## EXERCISE OBJECTIVE:
Reproduce word for word the part of the Burkina Faso coup report below, from "He asked participants" to "the government’s control.".

By John Ikani
Burkina Faso’s interim leader, Captain Ibrahim Traore, has said he was the target of a coup attempt that was crushed last week.
Rumours of a coup circulated on social media networks last weekend.
On Monday, hundreds of people presenting themselves as Traoré supporters gathered in the capital to denounce an attempt to destabilise the regime.
In a meeting with civil society organisations on Thursday, Captain Traoré confirmed the coup attempt and said that he knew who was behind it, but was not going to make any arrests as he “prefers dialogue and the situation is under control.
“Thanks to the vigilance of [my] men and the watchfulness of citizens, the enemy has been routed,” a participant at the meeting quoted Traoré as saying.
He asked participants to “be vigilant and to set up watchdog cells in neighbourhoods, because it is civil society that must ensure the smooth running of the transition.”
Capt Traoré took power in Burkina Faso on 30 September through a coup by ousting his predecessor, Lieutenant Colonel Paul-Henri Damiba, who himself had seized power through a coup.
One of the world’s poorest countries, Burkina Faso is also struggling with a seven-year armed uprising that swept in from neighbouring Mali. Thousands of people have died, hundreds of thousands are displaced, and more than a third of the country lies outside the government’s control.

## EXTRACTED RECORDS:
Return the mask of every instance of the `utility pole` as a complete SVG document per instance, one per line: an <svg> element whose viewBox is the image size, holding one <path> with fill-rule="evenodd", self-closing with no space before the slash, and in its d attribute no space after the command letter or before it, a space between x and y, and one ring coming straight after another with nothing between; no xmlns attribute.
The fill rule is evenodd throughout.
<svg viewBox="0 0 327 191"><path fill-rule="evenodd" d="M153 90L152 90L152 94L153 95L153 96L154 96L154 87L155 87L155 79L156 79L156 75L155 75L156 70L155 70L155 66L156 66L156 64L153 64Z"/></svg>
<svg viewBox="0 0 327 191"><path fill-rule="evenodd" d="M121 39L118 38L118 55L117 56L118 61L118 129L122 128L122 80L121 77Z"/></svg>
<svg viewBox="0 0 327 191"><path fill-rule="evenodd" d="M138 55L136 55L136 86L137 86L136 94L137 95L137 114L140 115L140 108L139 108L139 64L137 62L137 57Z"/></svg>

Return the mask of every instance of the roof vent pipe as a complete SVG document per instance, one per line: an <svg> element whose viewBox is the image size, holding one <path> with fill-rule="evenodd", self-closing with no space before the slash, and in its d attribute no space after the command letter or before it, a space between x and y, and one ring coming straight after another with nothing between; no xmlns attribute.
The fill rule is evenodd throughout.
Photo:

## RESULT OF THIS TASK:
He asked participants to “be vigilant and to set up watchdog cells in neighbourhoods, because it is civil society that must ensure the smooth running of the transition.”
Capt Traoré took power in Burkina Faso on 30 September through a coup by ousting his predecessor, Lieutenant Colonel Paul-Henri Damiba, who himself had seized power through a coup.
One of the world’s poorest countries, Burkina Faso is also struggling with a seven-year armed uprising that swept in from neighbouring Mali. Thousands of people have died, hundreds of thousands are displaced, and more than a third of the country lies outside the government’s control.